PROBLEM TO WORK ON: All records below are to be duplicated exactly, with every picture excluded.

[Stored data entries]
########

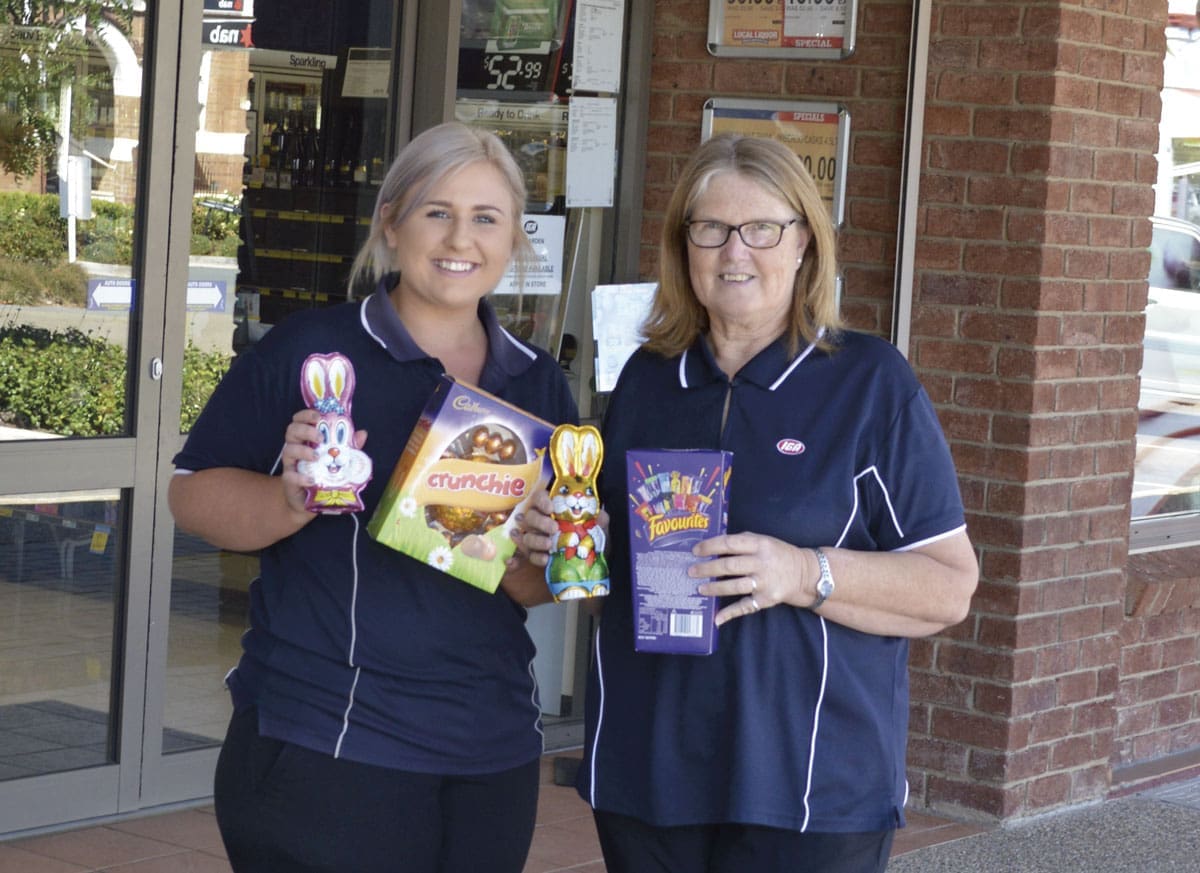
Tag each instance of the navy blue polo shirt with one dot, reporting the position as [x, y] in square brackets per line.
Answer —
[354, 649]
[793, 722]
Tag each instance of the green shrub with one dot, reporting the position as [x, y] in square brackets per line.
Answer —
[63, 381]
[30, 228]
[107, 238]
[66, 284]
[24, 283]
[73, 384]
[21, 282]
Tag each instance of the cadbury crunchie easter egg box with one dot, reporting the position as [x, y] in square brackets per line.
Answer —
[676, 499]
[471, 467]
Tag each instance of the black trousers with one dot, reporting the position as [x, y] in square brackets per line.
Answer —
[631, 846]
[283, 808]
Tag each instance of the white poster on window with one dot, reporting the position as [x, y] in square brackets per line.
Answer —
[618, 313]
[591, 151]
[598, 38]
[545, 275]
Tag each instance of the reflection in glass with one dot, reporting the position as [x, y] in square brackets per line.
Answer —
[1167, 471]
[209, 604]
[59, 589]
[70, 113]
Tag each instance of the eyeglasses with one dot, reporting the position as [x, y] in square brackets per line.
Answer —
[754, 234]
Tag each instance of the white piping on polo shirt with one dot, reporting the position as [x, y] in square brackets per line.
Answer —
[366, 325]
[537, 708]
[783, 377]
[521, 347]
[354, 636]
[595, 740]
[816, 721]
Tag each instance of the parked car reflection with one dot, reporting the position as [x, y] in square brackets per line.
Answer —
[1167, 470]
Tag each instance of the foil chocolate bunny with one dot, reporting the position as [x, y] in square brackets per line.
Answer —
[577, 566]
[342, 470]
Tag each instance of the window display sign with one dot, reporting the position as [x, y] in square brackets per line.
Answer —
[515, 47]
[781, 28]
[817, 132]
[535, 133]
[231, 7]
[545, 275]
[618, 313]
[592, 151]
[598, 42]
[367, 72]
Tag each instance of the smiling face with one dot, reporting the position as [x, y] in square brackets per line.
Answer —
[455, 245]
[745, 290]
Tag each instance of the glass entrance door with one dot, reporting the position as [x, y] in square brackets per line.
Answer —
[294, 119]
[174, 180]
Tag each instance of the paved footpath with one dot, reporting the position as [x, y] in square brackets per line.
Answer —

########

WRITTEN SOLUTION:
Tag each instance of the navy blue polo shirt with one dot, reporting the position as [x, y] in square brackets per line.
Answer —
[354, 649]
[793, 722]
Tag each instance of the green shrub with one dot, reporting the position as [x, y] in square brackets per line.
Answer —
[63, 381]
[30, 228]
[107, 238]
[66, 284]
[24, 283]
[73, 384]
[21, 282]
Tag each instance of the cadbury crunchie easter egg box with one dot, reporting the position as [x, y] in square brackets per line.
Answer —
[676, 499]
[471, 467]
Tag each instance of the black trousers with one dot, reporting the position as [x, y] in square brackets per line.
Answer —
[631, 846]
[283, 808]
Tag each instance of the white poster on window with one dot, reporting the position as [x, y] in square brackets per line.
Answer —
[618, 313]
[591, 151]
[598, 38]
[545, 275]
Tag each instance of the reflection in glass with one dot, reporting the position as [x, y] in square brackets per line.
Answer —
[1167, 471]
[209, 604]
[59, 589]
[70, 113]
Tag each instance of the eyeglasses with one dot, reporting the position as [x, y] in square brackets per line.
Answer —
[754, 234]
Tag each instance of the white piping on polo shirt with one dot, reporting the position as [x, y] in square brackets per line.
Answer —
[366, 325]
[537, 708]
[783, 377]
[521, 347]
[354, 636]
[595, 740]
[816, 721]
Tag each instance of the parked car reflection with one dot, reporting the position as [x, y] in square brackets per line.
Answer —
[1167, 470]
Tag each instance of the foil chocolate bunny with one dot, reporting the position as [x, y] in square brackets per line.
Answer —
[577, 566]
[342, 470]
Tag each instance of the window display sign with one dot, reporting the position as [x, y] in square brackets per line.
Answer —
[515, 47]
[781, 28]
[817, 132]
[535, 133]
[231, 7]
[545, 275]
[618, 313]
[592, 151]
[598, 42]
[367, 72]
Tag each instance of the smiling face with one dot, reporting the position as [x, y] in square brackets per line.
Answer —
[455, 245]
[745, 290]
Tag each instance of the glass entrance door with one dot, reporting the position as [x, y] in square brackets per line.
Answer —
[294, 119]
[174, 180]
Tag each instance of the paved footpath with one dot, reporting the position as [x, y] in square brackets per line.
Answer —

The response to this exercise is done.